-- Given records follows --
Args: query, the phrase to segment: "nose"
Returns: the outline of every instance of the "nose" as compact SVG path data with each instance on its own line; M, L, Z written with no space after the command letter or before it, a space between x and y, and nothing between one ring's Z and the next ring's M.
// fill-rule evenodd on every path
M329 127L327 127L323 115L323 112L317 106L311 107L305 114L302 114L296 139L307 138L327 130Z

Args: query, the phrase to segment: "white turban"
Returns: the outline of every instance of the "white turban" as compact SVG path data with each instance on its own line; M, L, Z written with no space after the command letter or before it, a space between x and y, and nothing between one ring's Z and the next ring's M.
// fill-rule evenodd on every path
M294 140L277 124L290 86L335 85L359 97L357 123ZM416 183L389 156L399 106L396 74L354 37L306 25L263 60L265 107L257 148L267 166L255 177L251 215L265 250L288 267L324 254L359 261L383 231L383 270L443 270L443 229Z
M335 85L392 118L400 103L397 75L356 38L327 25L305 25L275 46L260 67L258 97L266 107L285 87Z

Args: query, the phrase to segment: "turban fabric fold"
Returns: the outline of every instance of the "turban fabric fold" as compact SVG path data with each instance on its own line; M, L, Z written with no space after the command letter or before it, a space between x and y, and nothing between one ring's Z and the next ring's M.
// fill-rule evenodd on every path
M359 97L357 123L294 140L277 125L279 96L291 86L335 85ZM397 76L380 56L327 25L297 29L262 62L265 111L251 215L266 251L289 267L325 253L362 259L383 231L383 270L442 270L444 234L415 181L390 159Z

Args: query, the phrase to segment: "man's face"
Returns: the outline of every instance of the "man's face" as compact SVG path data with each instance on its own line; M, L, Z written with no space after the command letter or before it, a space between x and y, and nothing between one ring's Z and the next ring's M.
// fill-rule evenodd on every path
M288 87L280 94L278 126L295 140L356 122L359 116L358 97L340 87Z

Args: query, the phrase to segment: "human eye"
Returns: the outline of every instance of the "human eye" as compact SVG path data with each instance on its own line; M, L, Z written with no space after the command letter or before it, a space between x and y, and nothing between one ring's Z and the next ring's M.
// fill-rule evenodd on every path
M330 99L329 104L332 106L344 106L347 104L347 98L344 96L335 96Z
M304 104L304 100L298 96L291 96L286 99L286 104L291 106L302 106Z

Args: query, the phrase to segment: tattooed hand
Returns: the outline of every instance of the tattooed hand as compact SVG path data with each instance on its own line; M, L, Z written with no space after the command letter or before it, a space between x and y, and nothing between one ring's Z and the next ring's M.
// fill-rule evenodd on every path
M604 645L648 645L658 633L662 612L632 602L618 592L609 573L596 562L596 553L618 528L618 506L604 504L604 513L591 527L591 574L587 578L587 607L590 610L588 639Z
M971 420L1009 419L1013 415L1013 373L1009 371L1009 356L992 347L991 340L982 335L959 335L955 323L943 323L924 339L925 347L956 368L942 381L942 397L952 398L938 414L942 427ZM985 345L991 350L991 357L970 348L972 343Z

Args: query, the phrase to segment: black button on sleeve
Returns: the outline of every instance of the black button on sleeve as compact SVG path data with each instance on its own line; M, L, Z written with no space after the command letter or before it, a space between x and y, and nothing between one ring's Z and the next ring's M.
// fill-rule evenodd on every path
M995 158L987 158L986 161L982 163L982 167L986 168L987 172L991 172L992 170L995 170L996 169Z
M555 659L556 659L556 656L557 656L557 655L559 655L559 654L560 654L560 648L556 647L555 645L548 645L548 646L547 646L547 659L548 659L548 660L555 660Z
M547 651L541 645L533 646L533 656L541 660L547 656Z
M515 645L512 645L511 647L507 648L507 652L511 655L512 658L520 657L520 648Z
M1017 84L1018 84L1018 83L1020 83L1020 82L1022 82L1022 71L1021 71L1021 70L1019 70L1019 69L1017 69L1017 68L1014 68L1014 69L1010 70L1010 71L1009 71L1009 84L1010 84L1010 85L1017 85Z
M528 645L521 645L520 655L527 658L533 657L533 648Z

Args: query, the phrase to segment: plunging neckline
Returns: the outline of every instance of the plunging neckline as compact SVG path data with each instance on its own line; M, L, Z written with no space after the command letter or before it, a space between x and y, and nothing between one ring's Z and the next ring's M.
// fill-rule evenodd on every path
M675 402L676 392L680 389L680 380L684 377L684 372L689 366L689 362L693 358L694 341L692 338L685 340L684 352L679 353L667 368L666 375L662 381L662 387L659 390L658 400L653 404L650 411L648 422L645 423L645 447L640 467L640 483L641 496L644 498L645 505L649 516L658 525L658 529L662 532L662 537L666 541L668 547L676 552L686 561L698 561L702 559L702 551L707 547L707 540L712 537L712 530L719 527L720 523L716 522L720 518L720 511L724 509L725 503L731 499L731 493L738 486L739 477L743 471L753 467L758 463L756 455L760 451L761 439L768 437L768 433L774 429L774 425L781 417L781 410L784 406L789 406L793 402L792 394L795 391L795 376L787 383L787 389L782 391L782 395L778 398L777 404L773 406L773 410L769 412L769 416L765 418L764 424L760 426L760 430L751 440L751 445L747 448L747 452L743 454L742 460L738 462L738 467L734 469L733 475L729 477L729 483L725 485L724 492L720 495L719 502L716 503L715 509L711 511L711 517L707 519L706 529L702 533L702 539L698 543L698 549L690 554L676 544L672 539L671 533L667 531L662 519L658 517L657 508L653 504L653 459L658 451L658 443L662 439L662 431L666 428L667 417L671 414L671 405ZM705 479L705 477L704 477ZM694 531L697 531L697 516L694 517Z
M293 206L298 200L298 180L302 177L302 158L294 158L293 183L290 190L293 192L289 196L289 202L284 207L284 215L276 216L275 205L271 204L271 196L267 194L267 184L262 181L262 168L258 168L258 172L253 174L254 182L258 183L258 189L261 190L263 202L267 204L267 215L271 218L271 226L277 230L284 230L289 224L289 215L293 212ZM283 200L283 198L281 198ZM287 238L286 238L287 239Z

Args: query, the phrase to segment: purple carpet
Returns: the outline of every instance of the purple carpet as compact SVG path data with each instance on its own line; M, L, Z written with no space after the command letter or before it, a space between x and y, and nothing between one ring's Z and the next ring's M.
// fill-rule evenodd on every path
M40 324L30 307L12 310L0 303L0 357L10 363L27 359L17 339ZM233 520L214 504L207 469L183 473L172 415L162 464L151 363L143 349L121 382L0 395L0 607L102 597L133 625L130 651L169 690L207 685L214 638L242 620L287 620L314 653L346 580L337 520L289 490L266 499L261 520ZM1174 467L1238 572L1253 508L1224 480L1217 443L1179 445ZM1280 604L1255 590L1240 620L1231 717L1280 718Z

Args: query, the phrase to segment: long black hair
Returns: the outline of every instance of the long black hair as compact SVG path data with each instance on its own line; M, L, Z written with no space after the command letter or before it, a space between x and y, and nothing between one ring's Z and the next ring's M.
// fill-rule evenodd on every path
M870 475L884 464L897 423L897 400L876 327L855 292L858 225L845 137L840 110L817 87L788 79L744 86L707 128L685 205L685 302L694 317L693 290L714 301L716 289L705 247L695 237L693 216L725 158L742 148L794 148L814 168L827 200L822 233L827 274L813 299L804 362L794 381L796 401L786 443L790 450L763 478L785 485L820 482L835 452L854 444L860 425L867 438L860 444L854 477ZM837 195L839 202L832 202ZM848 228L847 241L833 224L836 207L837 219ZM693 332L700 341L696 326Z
-- Given records concluded --
What you need to do → Return each line in the records that holds the string "query".

Exercise response →
Args: query, the phrase to segment: "nose"
Args: query, the phrase to segment: "white turban"
Args: query, the phrase to segment: "turban fabric fold"
Args: query, the phrase to segment: "man's face"
Args: query, the phrase to segment: "human eye"
Args: query, the phrase to segment: tattooed hand
Args: query, the phrase to segment: black button on sleeve
Args: query, the phrase to segment: plunging neckline
Args: query, the phrase to segment: purple carpet
Args: query, the phrase to segment: long black hair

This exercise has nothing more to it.